Requirement: Copy each of the items below word for word, but leave out the pictures.

Dataset content:
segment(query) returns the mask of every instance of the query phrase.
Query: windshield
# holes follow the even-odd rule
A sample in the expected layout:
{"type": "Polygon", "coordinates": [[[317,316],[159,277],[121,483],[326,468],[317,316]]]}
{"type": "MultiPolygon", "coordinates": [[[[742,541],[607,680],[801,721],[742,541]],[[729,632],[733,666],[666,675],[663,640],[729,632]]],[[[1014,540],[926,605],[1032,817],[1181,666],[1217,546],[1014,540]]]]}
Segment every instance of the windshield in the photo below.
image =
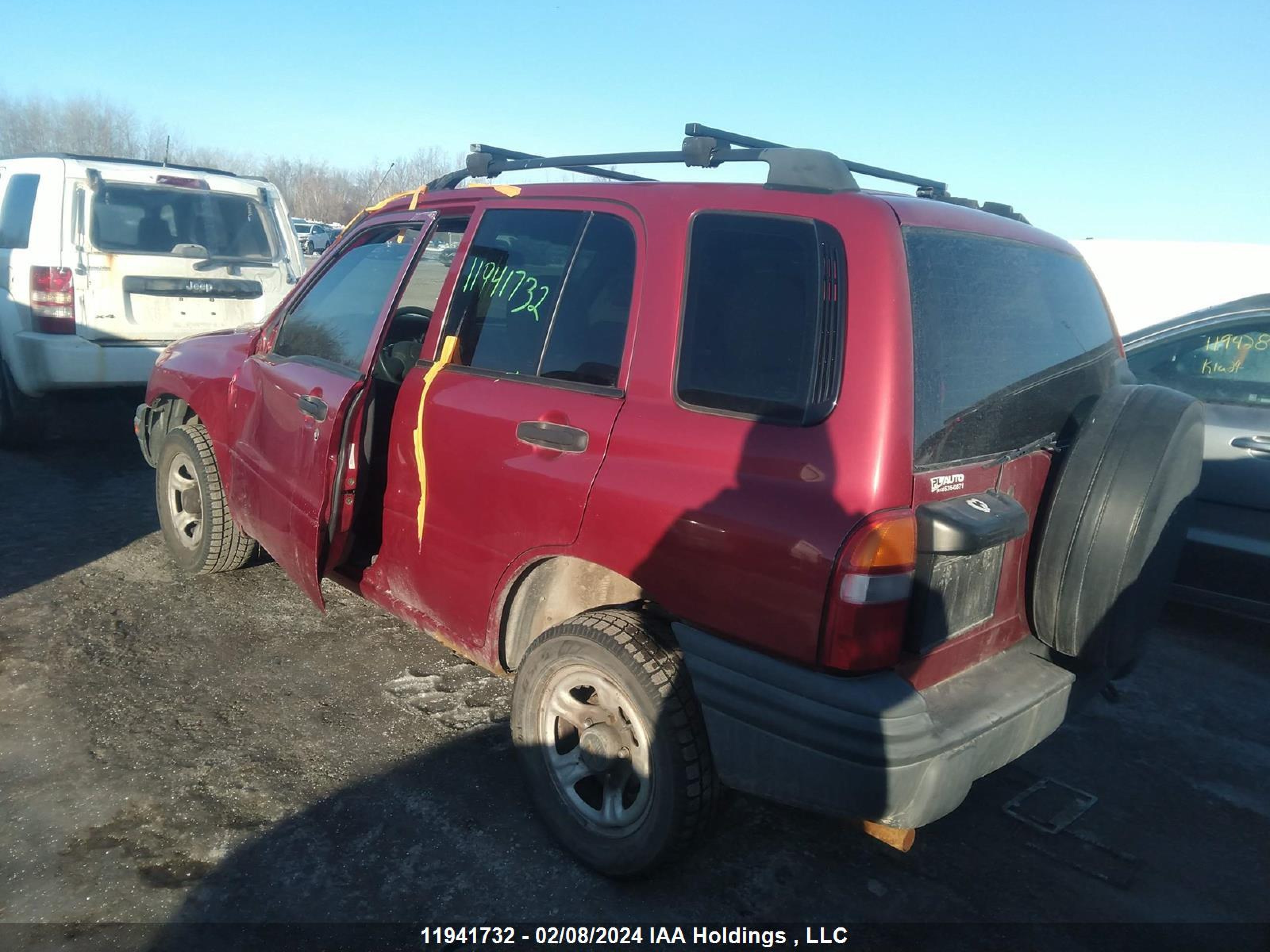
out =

Answer in full:
segment(query) returns the mask of every instance of the query phrase.
Query: windshield
# holes follow the even-odd rule
A sample in the expected layout:
{"type": "Polygon", "coordinates": [[[317,316],[159,277],[121,483],[326,468],[317,316]]]}
{"type": "MultiPolygon", "coordinates": [[[[742,541],[607,680],[801,721],[742,541]],[[729,632],[733,666],[666,675],[663,640],[729,632]]],[[[1014,540],[926,605],[1032,817],[1181,666],[1217,546],[1014,540]]]]}
Segment every instance of the windshield in the photo below.
image =
out =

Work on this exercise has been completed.